── SOURCE DATA

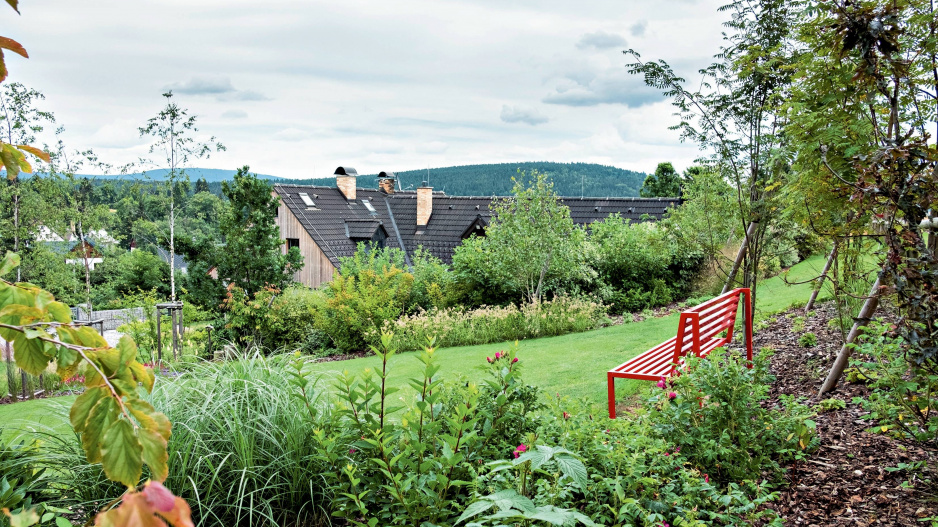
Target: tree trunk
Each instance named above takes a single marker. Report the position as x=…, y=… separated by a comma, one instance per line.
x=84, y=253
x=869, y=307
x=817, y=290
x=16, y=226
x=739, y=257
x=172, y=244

────
── SOURCE DATA

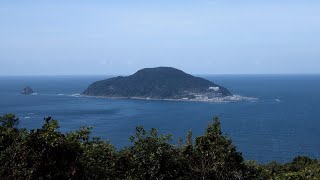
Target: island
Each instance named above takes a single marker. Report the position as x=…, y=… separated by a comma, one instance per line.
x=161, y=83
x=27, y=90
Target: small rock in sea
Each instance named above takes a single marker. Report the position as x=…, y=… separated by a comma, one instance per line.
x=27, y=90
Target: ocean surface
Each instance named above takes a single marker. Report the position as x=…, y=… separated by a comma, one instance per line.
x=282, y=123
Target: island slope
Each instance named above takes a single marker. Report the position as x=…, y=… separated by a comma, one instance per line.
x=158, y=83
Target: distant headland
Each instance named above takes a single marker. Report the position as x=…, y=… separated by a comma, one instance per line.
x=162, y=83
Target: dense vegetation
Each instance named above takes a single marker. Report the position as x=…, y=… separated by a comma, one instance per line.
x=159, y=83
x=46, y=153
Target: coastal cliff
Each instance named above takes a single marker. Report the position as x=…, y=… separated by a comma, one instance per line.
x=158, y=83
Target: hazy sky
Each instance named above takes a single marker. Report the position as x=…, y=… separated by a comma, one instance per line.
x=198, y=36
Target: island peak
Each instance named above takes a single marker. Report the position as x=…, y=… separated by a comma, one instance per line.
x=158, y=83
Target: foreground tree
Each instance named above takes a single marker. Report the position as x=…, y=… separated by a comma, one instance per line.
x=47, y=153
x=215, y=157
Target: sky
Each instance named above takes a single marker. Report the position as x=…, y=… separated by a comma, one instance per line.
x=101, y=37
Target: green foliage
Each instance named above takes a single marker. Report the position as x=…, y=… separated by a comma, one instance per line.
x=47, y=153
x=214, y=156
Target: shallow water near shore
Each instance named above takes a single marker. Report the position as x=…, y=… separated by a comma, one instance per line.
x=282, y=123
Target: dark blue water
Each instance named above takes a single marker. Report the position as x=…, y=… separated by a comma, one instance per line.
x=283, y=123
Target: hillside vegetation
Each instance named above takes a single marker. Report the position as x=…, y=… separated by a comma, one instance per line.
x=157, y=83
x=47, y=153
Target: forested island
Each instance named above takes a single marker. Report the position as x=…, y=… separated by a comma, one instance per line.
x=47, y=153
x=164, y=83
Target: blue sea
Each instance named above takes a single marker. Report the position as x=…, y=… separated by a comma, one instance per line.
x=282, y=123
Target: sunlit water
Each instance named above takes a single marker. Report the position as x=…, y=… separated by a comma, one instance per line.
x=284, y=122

────
── SOURCE DATA

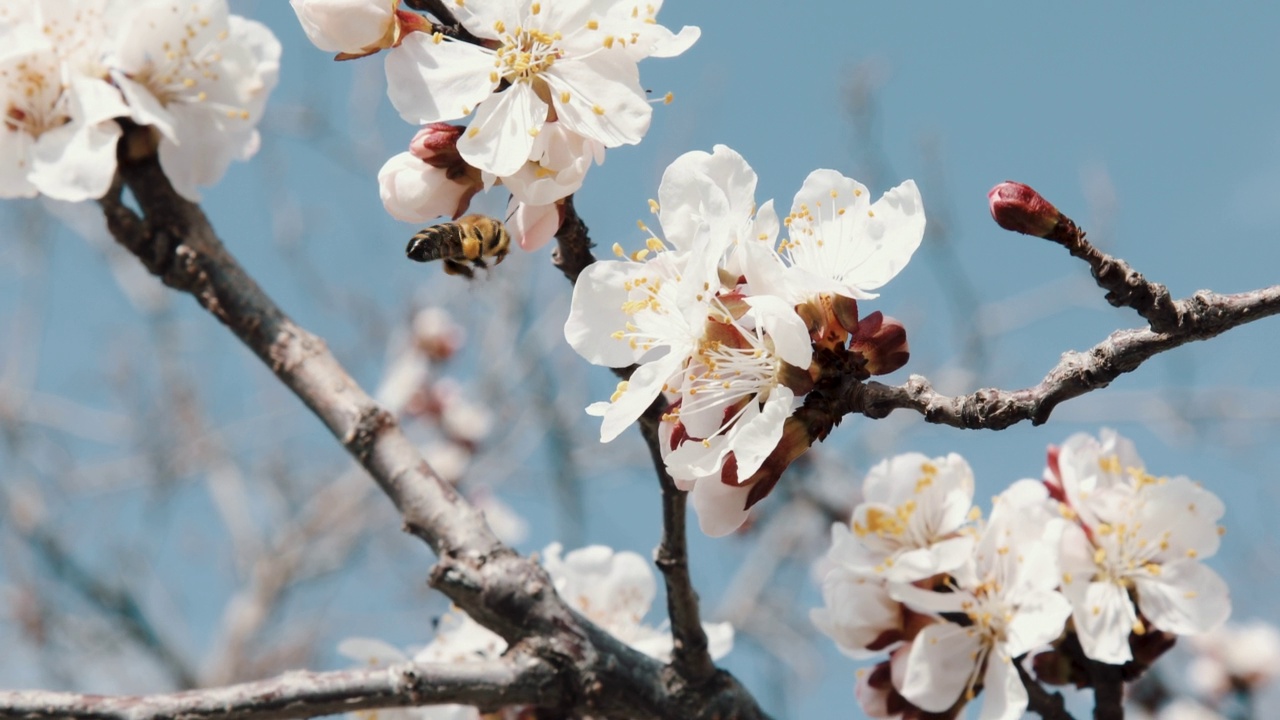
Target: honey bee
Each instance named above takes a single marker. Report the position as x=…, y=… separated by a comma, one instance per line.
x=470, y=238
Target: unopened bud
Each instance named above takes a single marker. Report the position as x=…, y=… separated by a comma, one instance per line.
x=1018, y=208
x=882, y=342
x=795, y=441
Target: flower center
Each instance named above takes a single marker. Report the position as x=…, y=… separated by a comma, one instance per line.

────

Lay out the stretch of the listing from the line containing "Target: small rock in sea" through the line containing "x=162, y=83" as a Markdown table with the columns Row and Text. Put each line's number under Row and the line itself under Text, skipping any blank lines.

| Row | Text |
|---|---|
| 1 | Target: small rock in sea |
| 2 | Each instance named above takes a single marker. Report the position as x=…, y=… separated by a comma, one instance per line. |
| 3 | x=27, y=90 |
| 4 | Target: ocean surface |
| 5 | Each instance named above takes a single marker. Report the position as x=…, y=… separated by a comma, one instance per line. |
| 6 | x=282, y=123 |
| 7 | Target: island slope |
| 8 | Each instance named above takes a single marker. Report the position as x=…, y=… separated by a comma, one instance per line. |
| 9 | x=158, y=83 |
| 10 | Target: distant headland |
| 11 | Each instance named above takes a single marker. Report the position as x=…, y=… separated by a comma, one instance per line. |
| 12 | x=162, y=83 |